The big black pumpkin face jar candle actually had a white flame instead of the usual orange, which was a nice change. Had to have the skelly spoon rest as it was the first thing I saw that I wanted on website. The skull serving plate is heavy glass with a nice coating on back. I'm going to hopefully prop him up on a frame rack. Sis & I put a light behind it & somewhat shines through so I'm going to put a bright blue tealight behind it & see if it lights him up. The little skull plates came in a 4-pack & split with Sis (2 each) since I'm not intending on using them for food. My skelly decor is pretty cool. Skull flashes with bright white light & then stops & then his hands light up flashing faster than the head & then both together while he laughs in a demonic way. 

Was stocking the 2nd Christmas aisle. Someone mentioned Halloween being marked down but both holidays are at the same time, actually Fall/Thanksgiving was already out. I've never seen anything marked down until after that particular holiday is over & usually is very picked over, batteries worn out or stuff broken by then.


----------



## Famous Pumpkin (Aug 12, 2014)

@*Yodlei - we bought the black, ceramic, pumpkin face lantern , too. I did not even realize it had a candle in it until I saw your photo! LOL My husband and I both were eyeing it and he grabbed it last minute as we were walking to the checkout counter. Not sure what to do with it but we'll figure something out!

PS - just went and checked it. Sure enough, there's a candle in it and, bonus, it works!!!*


----------



## Famous Pumpkin (Aug 12, 2014)

R.I.P. my AWESOME Halloween lantern. You will be missed even though I never got to use you. Unfortunately, Mr Famous pumpkin is a klutz and knocked you over on the concrete garage floor. I blame myself as I KNEW this would happen, just not so soon. I am glad there was no suffering as it was a quick demise.


----------



## Yodlei (Jul 13, 2019)

Oh no he didn't!!! So sad but I would give him 40 lashes.

This website was very unfriendly but find they have fixed something so maybe their survey monkeys already listened to my complaint. You can now search Halloween & it brings up Halloween. I had to go into "seasonal" before & when I was on about the 20 page over 1000+ items & looked at something, it took me back to the beginning so I gave up. At least it now weeds out the summer & Christmas stuff.

## Location identification entries
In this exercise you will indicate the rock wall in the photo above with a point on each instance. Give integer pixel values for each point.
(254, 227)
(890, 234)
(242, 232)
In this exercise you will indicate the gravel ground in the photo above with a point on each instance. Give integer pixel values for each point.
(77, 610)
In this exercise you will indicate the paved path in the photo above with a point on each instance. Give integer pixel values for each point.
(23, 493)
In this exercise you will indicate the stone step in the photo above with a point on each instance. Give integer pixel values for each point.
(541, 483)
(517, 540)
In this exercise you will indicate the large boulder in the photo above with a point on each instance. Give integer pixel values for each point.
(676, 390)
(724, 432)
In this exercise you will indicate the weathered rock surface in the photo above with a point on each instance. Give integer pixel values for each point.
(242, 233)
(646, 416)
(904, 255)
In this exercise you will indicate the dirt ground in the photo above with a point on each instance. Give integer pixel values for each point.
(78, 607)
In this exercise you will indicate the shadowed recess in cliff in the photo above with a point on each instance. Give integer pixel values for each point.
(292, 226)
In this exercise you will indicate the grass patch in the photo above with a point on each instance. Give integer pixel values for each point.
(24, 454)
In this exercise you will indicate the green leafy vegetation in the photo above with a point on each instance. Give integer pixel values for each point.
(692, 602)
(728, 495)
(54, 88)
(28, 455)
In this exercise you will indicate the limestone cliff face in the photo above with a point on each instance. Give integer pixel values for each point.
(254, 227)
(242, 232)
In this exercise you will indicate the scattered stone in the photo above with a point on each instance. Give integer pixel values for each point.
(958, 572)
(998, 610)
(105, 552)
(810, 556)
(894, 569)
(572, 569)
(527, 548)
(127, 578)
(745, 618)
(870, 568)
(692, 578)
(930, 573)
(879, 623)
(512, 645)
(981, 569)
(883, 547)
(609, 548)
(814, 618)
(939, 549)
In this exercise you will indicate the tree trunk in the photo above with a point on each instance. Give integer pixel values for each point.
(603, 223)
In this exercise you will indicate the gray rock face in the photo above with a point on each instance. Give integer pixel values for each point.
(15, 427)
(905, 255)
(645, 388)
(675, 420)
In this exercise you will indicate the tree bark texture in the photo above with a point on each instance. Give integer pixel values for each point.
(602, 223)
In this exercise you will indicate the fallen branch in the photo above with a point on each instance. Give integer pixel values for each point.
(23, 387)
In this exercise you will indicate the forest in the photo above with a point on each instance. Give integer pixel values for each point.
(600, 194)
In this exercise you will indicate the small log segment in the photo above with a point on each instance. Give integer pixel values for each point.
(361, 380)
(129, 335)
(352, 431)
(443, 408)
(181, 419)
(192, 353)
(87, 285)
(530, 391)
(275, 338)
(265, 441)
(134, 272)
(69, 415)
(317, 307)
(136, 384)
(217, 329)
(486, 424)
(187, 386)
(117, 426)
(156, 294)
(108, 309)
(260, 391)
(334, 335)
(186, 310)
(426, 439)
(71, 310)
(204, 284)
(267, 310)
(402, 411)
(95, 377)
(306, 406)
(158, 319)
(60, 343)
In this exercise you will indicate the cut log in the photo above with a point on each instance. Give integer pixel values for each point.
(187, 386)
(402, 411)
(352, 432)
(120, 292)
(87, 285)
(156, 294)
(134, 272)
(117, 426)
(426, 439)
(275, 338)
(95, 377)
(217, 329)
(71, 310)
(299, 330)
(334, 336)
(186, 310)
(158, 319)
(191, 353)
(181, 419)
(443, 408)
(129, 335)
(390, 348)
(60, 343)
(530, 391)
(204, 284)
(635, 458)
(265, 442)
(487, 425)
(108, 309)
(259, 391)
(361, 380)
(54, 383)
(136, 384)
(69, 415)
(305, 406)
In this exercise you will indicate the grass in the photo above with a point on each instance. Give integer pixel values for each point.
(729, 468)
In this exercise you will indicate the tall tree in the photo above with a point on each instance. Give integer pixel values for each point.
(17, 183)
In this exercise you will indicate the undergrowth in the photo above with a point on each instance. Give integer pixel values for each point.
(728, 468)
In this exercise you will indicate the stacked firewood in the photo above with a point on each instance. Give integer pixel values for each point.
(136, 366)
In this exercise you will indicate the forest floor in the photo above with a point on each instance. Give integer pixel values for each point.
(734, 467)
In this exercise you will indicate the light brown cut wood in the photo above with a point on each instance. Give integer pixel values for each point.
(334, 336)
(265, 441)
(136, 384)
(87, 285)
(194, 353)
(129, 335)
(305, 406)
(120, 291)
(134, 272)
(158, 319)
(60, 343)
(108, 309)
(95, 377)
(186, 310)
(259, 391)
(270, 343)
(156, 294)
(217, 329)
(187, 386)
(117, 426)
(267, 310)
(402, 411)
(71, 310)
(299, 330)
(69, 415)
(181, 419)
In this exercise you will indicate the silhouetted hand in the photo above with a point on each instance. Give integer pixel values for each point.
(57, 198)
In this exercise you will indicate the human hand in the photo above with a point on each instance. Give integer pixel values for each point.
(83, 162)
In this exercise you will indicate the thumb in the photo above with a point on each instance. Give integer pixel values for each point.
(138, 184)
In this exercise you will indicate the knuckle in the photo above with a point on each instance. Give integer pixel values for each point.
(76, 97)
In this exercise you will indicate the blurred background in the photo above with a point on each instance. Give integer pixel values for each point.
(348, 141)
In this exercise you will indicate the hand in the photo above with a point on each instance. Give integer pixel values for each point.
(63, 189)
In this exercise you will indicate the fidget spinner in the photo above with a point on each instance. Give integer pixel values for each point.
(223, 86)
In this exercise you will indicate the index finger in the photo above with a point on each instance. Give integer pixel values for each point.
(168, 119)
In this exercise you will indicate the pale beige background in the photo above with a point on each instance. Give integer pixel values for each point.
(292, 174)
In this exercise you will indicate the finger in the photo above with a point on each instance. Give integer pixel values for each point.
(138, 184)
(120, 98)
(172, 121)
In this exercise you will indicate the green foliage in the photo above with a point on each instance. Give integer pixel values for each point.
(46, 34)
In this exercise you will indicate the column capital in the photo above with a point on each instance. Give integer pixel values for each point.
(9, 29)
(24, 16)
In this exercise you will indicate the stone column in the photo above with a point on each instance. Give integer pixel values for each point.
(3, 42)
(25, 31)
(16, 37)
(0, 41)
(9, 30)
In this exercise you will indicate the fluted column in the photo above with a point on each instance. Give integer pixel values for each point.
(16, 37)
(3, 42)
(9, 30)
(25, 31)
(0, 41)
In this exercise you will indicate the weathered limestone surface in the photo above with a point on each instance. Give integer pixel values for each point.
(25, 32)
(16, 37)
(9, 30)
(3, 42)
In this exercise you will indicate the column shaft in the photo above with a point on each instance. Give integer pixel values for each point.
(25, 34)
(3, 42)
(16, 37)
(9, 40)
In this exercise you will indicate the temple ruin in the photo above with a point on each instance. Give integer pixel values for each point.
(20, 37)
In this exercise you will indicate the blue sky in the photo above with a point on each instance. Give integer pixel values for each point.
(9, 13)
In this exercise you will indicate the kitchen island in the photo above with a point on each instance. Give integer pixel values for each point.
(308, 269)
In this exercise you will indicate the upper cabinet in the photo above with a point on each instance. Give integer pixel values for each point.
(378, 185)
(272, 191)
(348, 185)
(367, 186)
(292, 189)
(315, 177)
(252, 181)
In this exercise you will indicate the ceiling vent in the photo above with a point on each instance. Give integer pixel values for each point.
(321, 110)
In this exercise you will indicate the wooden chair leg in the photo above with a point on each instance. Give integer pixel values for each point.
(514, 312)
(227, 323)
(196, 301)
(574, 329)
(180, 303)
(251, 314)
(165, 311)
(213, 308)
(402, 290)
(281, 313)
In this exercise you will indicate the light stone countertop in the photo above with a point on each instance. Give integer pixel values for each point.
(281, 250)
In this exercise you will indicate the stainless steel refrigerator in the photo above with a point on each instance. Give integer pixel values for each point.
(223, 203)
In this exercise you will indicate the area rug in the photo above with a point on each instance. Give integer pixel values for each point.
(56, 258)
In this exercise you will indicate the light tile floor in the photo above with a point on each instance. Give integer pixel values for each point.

## THE TASKS
(a) Answer these questions from the Halloween decor thread:
(i) What color was the flame in the big black pumpkin face jar candle?
(ii) Onto what surface was the lantern knocked over?
(iii) How many little skull plates came in the pack?
(b) Name every skull- or skeleton-themed item mentioned in the Halloween decor thread.
(c) Continue the Halloween decor thread from its last sentence.

## RESPONSES BY TASK
(a)
(i) White
(ii) The concrete garage floor
(iii) Four

(b)
- Skelly spoon rest
- Skull serving plate
- Little skull plates
- Skelly decor

(c)
----------



## Malicious (Sep 8, 2014)

Famous Pumpkin said:


> R.I.P. my AWESOME Halloween lantern. You will be missed even though I never got to use you. Unfortunately, Mr Famous pumpkin is a klutz and knocked you over on the concrete garage floor. I blame myself as I KNEW this would happen, just not so soon. I am glad there was no suffering as it was a quick demise.
> View attachment 714701


ohhhh noooooo i hate when that kind of thing happens!


----------



## dbruner (Aug 23, 2012)

I went to At Home today for the first time and it was awesome, I got a lot of small hanging ghosts, skeletons and a reaper to use at work and a couple of spiders. I bought a beautiful resin tombstone and a black metal cat for the yard and some zombie hand stakes. I registered online a few days before and got 10% off. Also found out that they are building one much closer to me. First big haul of the season!


----------



## marlah (Jul 27, 2011)

Finally able to search the site for Halloween only at https://www.athome.com/halloween/

A few new things have posted that I hadn't seen in the store, like this owl with crescent moon.


----------



## Spirits Vineyard (Oct 23, 2016)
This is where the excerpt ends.